- What is required:
Please give the data below again in full, exactly as it stands.

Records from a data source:
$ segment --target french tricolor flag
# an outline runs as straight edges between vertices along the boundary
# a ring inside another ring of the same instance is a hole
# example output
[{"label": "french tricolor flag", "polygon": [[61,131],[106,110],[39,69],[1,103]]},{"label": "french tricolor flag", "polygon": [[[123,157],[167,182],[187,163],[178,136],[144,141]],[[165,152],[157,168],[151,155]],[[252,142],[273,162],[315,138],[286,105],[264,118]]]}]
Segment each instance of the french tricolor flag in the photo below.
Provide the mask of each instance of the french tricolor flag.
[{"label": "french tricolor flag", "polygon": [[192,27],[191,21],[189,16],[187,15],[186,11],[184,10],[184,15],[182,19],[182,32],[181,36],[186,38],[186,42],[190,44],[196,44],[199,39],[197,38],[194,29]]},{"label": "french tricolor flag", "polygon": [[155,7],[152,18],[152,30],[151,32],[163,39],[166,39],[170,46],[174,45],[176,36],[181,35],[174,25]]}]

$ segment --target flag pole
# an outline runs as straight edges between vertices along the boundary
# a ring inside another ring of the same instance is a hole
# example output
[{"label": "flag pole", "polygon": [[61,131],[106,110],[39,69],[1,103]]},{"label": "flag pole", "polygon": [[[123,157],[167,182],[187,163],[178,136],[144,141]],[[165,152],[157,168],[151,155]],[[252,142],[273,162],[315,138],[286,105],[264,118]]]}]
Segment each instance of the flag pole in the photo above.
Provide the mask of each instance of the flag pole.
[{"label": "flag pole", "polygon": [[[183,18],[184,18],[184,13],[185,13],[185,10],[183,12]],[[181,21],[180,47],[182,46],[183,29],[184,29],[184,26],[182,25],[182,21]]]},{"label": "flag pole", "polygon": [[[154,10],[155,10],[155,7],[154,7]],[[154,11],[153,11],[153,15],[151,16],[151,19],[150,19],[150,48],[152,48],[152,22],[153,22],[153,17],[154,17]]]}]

- Task solution:
$ segment --target french tricolor flag
# an outline runs as straight edges between vertices along the boundary
# a ring inside another ring of the same instance is a hole
# example output
[{"label": "french tricolor flag", "polygon": [[61,131],[106,110],[39,69],[1,103]]},{"label": "french tricolor flag", "polygon": [[[123,157],[167,182],[187,163],[178,136],[144,141]],[[165,152],[157,168],[151,155]],[[252,142],[273,162],[315,138],[286,105],[264,118]]]}]
Segment each instance of the french tricolor flag in the photo below.
Provide the mask of each instance of the french tricolor flag.
[{"label": "french tricolor flag", "polygon": [[192,27],[191,21],[189,16],[187,15],[186,11],[184,10],[184,15],[182,19],[182,32],[181,36],[186,38],[186,42],[190,44],[196,44],[199,39],[197,38],[194,29]]},{"label": "french tricolor flag", "polygon": [[155,7],[152,18],[152,30],[151,32],[163,39],[166,39],[170,46],[174,45],[176,36],[181,35],[174,25]]}]

$ segment --target flag pole
# an outline runs as straight edges between vertices along the boundary
# a ring inside another ring of the same instance is a hole
# example output
[{"label": "flag pole", "polygon": [[61,131],[106,110],[39,69],[1,103]]},{"label": "flag pole", "polygon": [[[123,157],[167,182],[187,163],[178,136],[144,141]],[[165,152],[157,168],[151,155]],[[252,142],[273,162],[315,138],[286,105],[264,118]]]}]
Segment each instance of the flag pole in the photo above.
Provide the mask of each instance of the flag pole.
[{"label": "flag pole", "polygon": [[[183,18],[184,18],[184,13],[185,13],[185,10],[183,12]],[[181,21],[180,47],[182,46],[183,29],[184,29],[184,26],[182,25],[182,21]]]},{"label": "flag pole", "polygon": [[[154,10],[155,10],[155,7],[154,7]],[[154,11],[153,11],[153,15],[151,16],[151,19],[150,19],[150,48],[152,48],[152,22],[153,22],[153,17],[154,17]]]}]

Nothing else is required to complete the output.